▸ EXERCISE DETAILS
Everything from the line that contains "Return one point for each instance of the forested" through the final line of the records below should be quoted exactly, except the pictures.

▸ SOURCE MATERIAL
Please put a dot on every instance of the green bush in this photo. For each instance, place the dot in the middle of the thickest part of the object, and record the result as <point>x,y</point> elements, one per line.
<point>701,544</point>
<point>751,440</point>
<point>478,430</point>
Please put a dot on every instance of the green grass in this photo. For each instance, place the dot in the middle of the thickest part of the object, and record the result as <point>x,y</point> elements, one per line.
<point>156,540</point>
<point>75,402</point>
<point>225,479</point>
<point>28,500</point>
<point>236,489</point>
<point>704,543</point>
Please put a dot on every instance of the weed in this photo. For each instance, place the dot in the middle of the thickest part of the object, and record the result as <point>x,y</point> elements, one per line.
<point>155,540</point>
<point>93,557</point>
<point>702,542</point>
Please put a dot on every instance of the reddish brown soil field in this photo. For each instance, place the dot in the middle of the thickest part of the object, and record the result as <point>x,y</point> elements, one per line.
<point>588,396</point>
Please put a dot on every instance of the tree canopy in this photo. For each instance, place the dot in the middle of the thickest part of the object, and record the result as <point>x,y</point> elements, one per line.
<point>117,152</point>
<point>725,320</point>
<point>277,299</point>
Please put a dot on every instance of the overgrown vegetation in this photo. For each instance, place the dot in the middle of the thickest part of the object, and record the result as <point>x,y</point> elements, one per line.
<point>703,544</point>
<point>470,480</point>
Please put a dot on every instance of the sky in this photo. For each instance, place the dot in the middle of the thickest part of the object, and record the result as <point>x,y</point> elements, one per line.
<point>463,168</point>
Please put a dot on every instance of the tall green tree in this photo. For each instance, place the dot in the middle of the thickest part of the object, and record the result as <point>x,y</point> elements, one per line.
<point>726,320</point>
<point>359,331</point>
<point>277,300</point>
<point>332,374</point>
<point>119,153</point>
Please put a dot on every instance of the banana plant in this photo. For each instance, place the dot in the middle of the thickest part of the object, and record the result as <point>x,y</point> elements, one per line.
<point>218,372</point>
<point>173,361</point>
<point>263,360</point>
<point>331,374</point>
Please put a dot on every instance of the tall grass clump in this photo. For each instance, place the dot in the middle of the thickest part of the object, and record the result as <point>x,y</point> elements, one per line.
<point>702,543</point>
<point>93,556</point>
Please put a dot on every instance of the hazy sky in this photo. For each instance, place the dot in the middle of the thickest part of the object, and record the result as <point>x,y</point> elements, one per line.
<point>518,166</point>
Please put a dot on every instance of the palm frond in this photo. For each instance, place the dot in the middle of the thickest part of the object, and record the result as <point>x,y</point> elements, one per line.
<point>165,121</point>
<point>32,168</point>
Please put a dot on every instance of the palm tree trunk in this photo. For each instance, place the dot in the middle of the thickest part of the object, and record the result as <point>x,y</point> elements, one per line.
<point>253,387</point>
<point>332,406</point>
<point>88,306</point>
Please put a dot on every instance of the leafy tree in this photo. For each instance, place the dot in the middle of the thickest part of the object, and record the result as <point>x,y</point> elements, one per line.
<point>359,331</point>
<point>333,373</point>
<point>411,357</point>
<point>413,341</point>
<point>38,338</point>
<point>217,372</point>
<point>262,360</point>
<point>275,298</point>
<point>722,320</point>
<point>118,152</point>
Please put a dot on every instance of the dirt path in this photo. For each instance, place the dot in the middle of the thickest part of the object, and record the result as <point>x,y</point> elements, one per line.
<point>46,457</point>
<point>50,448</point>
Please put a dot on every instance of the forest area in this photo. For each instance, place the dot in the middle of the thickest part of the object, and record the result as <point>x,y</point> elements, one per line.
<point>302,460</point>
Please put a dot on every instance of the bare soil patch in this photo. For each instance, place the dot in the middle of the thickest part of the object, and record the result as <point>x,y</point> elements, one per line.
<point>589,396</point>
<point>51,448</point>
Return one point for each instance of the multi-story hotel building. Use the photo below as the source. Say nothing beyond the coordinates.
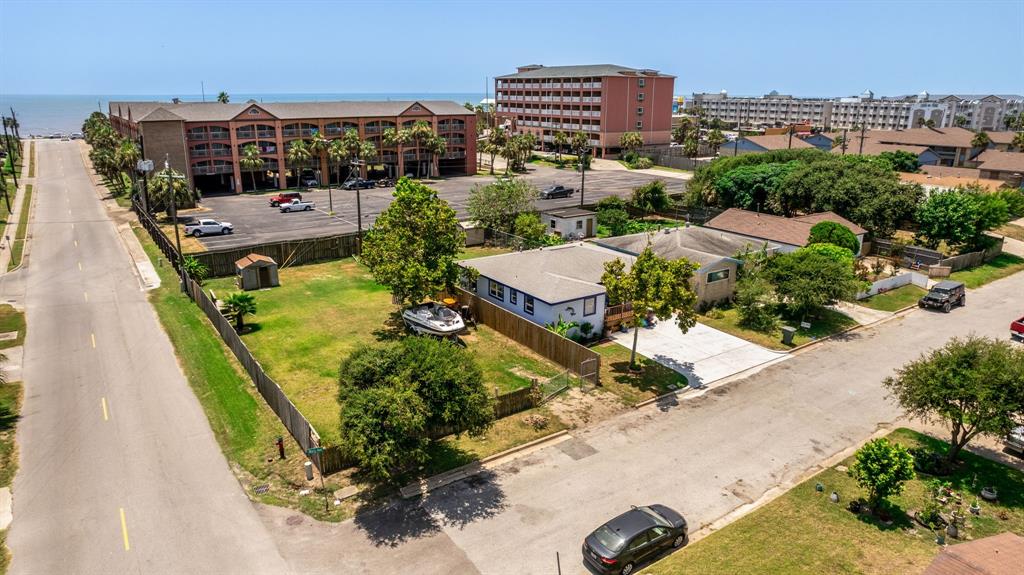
(602, 100)
(900, 113)
(205, 140)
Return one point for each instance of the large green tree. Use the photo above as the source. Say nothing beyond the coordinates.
(383, 429)
(882, 468)
(974, 385)
(497, 205)
(835, 233)
(960, 217)
(653, 284)
(806, 280)
(413, 245)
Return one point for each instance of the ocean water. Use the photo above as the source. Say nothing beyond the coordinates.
(42, 115)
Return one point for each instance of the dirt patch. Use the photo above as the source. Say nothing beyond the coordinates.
(579, 409)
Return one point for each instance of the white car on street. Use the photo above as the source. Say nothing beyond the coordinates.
(206, 227)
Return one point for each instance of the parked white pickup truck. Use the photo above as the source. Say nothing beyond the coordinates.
(204, 227)
(297, 206)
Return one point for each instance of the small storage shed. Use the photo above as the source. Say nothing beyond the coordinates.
(256, 271)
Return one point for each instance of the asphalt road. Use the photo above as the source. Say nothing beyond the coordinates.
(705, 456)
(256, 222)
(120, 472)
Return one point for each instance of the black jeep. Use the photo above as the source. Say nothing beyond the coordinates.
(944, 295)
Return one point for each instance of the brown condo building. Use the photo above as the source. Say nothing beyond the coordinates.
(602, 100)
(205, 140)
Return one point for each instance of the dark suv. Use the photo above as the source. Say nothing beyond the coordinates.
(944, 295)
(635, 537)
(284, 197)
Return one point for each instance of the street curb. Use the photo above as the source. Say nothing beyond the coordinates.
(713, 385)
(779, 490)
(425, 486)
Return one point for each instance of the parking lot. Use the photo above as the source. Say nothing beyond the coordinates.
(255, 222)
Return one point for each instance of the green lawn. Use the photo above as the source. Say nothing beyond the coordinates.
(322, 312)
(633, 388)
(17, 247)
(894, 300)
(802, 532)
(10, 406)
(828, 323)
(996, 268)
(243, 424)
(11, 320)
(1012, 230)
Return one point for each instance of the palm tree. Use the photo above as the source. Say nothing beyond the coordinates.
(169, 187)
(421, 132)
(298, 156)
(561, 140)
(240, 305)
(318, 146)
(251, 162)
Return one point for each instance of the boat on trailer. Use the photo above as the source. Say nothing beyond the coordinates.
(433, 319)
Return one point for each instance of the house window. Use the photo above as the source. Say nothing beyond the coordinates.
(497, 291)
(718, 275)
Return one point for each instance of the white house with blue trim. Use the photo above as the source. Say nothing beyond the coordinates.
(543, 284)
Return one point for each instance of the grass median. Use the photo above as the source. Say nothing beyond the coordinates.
(803, 532)
(894, 300)
(996, 268)
(17, 247)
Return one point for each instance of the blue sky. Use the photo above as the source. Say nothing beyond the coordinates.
(804, 48)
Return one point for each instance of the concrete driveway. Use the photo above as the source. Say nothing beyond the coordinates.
(702, 354)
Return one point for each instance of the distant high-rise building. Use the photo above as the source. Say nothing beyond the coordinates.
(899, 113)
(602, 100)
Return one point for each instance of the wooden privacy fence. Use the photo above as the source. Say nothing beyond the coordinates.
(286, 253)
(562, 351)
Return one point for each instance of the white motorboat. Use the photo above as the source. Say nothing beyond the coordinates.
(434, 319)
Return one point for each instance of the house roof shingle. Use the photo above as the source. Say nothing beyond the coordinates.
(216, 112)
(583, 71)
(793, 231)
(996, 555)
(698, 245)
(552, 274)
(998, 161)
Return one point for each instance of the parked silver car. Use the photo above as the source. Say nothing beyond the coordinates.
(206, 227)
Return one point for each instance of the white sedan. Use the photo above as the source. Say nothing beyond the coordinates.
(204, 227)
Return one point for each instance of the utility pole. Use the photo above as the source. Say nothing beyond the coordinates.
(13, 169)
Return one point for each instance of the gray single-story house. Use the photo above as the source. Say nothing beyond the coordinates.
(543, 284)
(713, 251)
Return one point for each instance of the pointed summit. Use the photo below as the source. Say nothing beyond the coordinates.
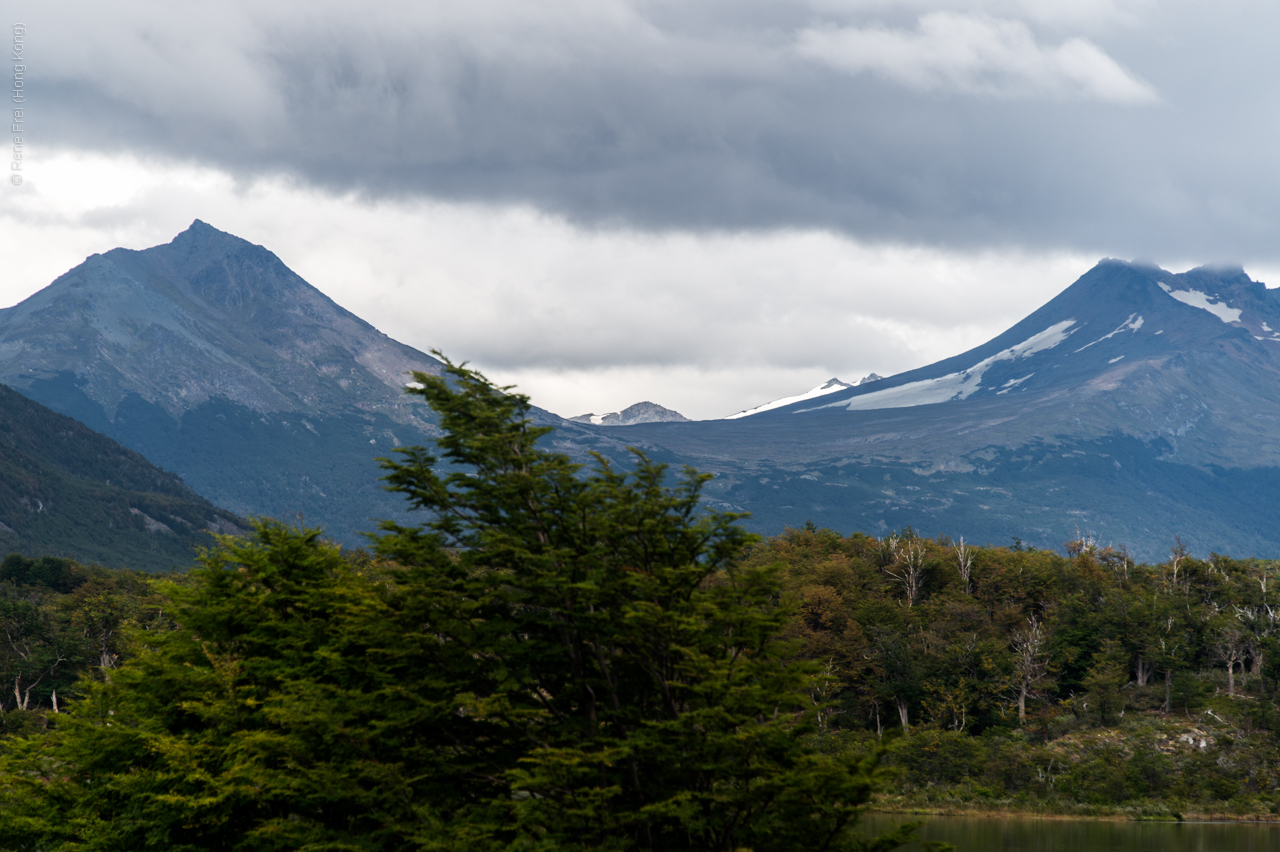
(206, 355)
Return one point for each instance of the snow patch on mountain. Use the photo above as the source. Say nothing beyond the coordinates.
(956, 385)
(1203, 302)
(1128, 325)
(830, 386)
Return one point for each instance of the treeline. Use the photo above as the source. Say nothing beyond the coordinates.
(556, 658)
(1016, 677)
(62, 622)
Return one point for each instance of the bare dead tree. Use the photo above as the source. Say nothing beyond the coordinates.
(1031, 668)
(909, 569)
(964, 560)
(1229, 649)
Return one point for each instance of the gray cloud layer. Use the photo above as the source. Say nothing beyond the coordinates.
(1110, 127)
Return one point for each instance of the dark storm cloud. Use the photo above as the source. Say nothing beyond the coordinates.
(1109, 127)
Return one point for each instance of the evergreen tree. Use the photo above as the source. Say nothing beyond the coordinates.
(557, 659)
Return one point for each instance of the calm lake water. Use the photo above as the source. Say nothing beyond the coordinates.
(978, 834)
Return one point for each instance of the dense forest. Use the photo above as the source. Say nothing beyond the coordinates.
(993, 677)
(586, 659)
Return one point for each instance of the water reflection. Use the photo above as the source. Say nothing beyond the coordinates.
(977, 834)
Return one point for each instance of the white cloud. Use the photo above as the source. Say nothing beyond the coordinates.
(580, 319)
(978, 55)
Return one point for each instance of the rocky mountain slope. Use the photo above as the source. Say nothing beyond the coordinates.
(1137, 406)
(69, 491)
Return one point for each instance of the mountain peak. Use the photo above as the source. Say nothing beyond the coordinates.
(641, 412)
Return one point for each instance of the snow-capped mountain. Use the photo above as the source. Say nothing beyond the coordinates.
(828, 386)
(1137, 404)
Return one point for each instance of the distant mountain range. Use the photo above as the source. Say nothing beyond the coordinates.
(645, 412)
(1137, 406)
(210, 357)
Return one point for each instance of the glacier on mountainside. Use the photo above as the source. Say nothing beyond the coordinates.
(956, 385)
(1203, 302)
(831, 386)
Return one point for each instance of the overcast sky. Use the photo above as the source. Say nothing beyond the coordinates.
(704, 204)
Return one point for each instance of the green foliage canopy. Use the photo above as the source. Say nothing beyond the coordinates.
(556, 659)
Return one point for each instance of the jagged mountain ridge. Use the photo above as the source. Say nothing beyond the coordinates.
(231, 370)
(210, 357)
(641, 412)
(1077, 416)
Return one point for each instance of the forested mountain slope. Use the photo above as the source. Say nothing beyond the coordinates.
(68, 491)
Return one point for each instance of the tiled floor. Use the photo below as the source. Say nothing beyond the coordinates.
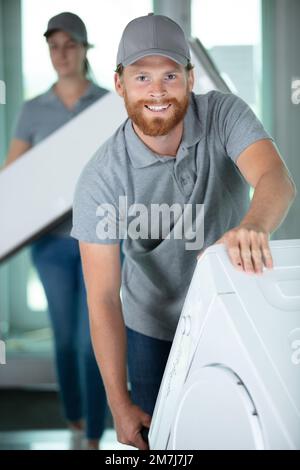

▸ ANSWER BELOW
Return one point for each instance of the forested mountain slope. Use the photo above as the source. Say nothing beyond the coordinates.
(68, 491)
Return one point for each instance of the tiled floor. Use the photo below as the source. Say nothing beyond the coordinates.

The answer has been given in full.